• [Given exercise A]:
Write out every one of the entries that come after the court opinion, line for line and unchanged.

** Begin Text **

After issue joined, by order of the court in pursuance of agreement of parties, the cause was referred to Hon. James W. Kindig, as special master in chancery, to hear and report the evidence with findings of fact and conclusions of law in pursuance of the existing Equity Rules. The master qualified and proceeded with his long and arduous task and, after fifty-five days devoted to the taking of testimony, filed his report which with the exception of a number of comparatively minor items aggregating in all approximately $27,000, found the issues for the defendant and interveners.
In due time the trustees, plaintiffs, and Phoenix Finance Corporation, successor to Phoenix Finance System, Inc., which in the meantime had become a party plaintiff to
the suit, filed exceptions to the report of the master. The defendant also filed certain exceptions to the findings of the master unfavorable to them. The cause then came before the court upon the various exceptions to the master's report, which were submitted after oral arguments and very voluminous and complete briefs by all parties.
The master in his report, after reciting briefly the historical features of the case and the issues as defined by the pleadings, makes fourteen specifically numbered findings of fact. I shall here refer to them in their numerical order.
Finding 1. That on February 20, 1932, the Bridge Company executed the trust deed as of date, however, January 1, 1932, to secure a bond issue of $200,000, and complainants were named as trustees.
Finding 2. That the Bridge Company as of January 1, 1932, purported to authorize the issuance of $200,000 of bonds.
Finding 3. That the principal on the bonds, together with interest and taxes, as alleged in the complaint, are in default.
(a) That John A. Thompson before the issuance of the bonds or authorization of the trust deed came into control and management of the Bridge Company.
(b) That during all of that time and thereafter said Thompson also controlled the Phoenix Finance System, Inc., and affiliated companies.
Finding 5. That notwithstanding certain inhibitory provisions in its charter, the Bridge Company, through the influence of Thompson and his associates, caused $60,500 of bonds to issue to Thompson or Phoenix Finance System, Inc., in exchange for Class A stock held by him, without giving like opportunity to other stockholders.
Finding 6. That the issuance of said bonds in consideration of the surrender of the said shares impaired the capital of the Bridge Company, and was in violation of a statute of Delaware under which the Bridge Company was incorporated.
Finding 7. That the action of Thompson in promoting such exchange of shares for bonds was fraudulent and for the purpose of conferring upon himself a preference over other holders of Class A stock.
Finding 8. That $97,000 of the bonds were transferred by the Bridge Company to Thompson or his controlled companies on a pretended book account originating out of a pretended mortgage for $50,000 covering an obligation which J. W. Shaffer & Co. was in duty bound to perform under its construction contract, and which contract provided for a surety company performance bond, which Thompson permitted Shaffer & Co. to omit to furnish. That Thompson and his companies did not, in fact, perform the obligation on behalf of Shaffer & Co., but built up a pretended account to make it falsely appear that Shaffer & Co. failed in its duty, and that Thompson and his controlled companies expended $97,000 in such performance. But as a matter of fact, Thompson and his controlled companies only expended $9,000 in payment to a subcontractor in settlement of a mechanic's lien, and that $88,000 of said $97,000 of bonds was without consideration.

** End Text **

• [Given exercise B]:
Carry the court opinion on the disputed bonds forward, starting right after its last sentence.

** Begin Records supplied **

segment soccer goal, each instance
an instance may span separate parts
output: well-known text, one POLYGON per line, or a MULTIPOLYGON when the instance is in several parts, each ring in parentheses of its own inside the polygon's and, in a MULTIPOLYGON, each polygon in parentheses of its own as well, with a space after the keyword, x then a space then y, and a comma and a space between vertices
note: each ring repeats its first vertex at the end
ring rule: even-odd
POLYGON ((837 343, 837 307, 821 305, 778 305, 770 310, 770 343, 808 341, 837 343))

** End Records supplied **

• [Result A]:
segment soccer goal, each instance
an instance may span separate parts
output: well-known text, one POLYGON per line, or a MULTIPOLYGON when the instance is in several parts, each ring in parentheses of its own inside the polygon's and, in a MULTIPOLYGON, each polygon in parentheses of its own as well, with a space after the keyword, x then a space then y, and a comma and a space between vertices
note: each ring repeats its first vertex at the end
ring rule: even-odd
POLYGON ((837 343, 837 307, 821 305, 778 305, 770 310, 770 343, 808 341, 837 343))

• [Result B]:
Finding 9. That resolutions pretended to have been passed by the Bridge Company authorizing said $97,000 issue of bonds were not genuine and legal resolutions so far as they related to $88,000 of the $97,000 issue, but were procured through the influence and connivance of Thompson and his associates, and that independent directors and stockholders voting in support of such resolutions were deceived and misled by misrepresentations of Thompson.
(a) That of said bonds the Bridge Company received full consideration for the said $9,000 thereof paid in settlement of the mechanic's lien.
(b) That of $7,400 of bonds issued to Helmer N. Anderson, the Bridge Company received consideration only of $6,000.
(c), (d), (e), (f), and (g) were five $1,000 bonds issued in settlement and compromise of five disputed claims, and the Bridge Company received full consideration.
(h) Respecting $10,000 of bonds issued to Bradshaw, Schenk & Fowler, attorneys, to secure two notes aggregating $4,000, the Bridge Company received consideration to the extent of $4,000.
(i) That the remaining bonds, approximating $19,000 or $20,000, were issued to the Phoenix Finance Corporation as security for a note of $3,125 given in part to secure an advance for the payment of taxes of the Bridge Company, and that said bonds were valid only to the extent of said note.
(j) That of the bonds held by Bradshaw, Schenk & Fowler, in the amount of
approximately $6,000 are without consideration and invalid.
(k) That of the bonds above issued to Phoenix Finance Corporation to secure the note of $3,125, approximately the sum of $16,975 are without consideration and obtained by fraud and invalid.
Finding 11. That Thompson, speaking for himself and the Phoenix Finance System, Inc., and his other affiliated institutions, admitted that he and his institutions owned at least 90 per cent. of the total $200,000 bond issue, and now hold the same.
Finding 12. That as alleged in paragraph 18 of the petition of intervention, any demand before the commencement of this suit that might have been made by the interveners to...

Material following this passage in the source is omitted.